WHAT YOU WILL DO
In two sentences, sum up the commentary on Radhika Apte below.

EXCERPT PROVIDED
════════
You’d think that hard work, perseverance, and tenacity were gender-agnostic traits, but you’d be wrong. In the era of ‘I-said-it-first’ social media and mindless memes, even the will to succeed isn’t exempt from the hug of sexism and kiss of misogyny. How else do you explain the outpouring of gleeful wisecracks about Radhika Apte and her trifecta at Netflix India?
Yes, yes, I know, it’s just a joke yaar, not meant to offend yaar, and I should “lighten up” and “develop a sense of humour” yaar.
But that’s the thing about humour: one can use it just as effectively to cleverly cloak unspoken biases and dormant prejudices, as they can to shine a satirical light on the political and social tamasha unfolding in the culture it attempts to contextualise.
So, it’s worth asking ourselves, what’s really at play, when we raise our collective eyebrows to wonder what qualifies Radhika Apte to bag three big-ticket, widely-publicised and heavily marketed projects with Netflix India.
════════
PROVIDED MATERIAL
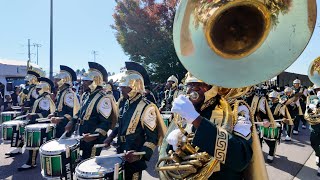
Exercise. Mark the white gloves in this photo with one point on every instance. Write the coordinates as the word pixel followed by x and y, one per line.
pixel 243 126
pixel 184 107
pixel 173 138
════════
ANSWER TO THE TASK
The writer argues that even the will to succeed is not spared from sexism, pointing to the flood of gleeful wisecracks about Radhika Apte landing three projects with Netflix India. Rejecting the call to "lighten up," the writer says humor can cloak unspoken biases as easily as it can satirize, and urges asking what is really at play when people wonder what qualifies her for those widely publicized, heavily marketed projects.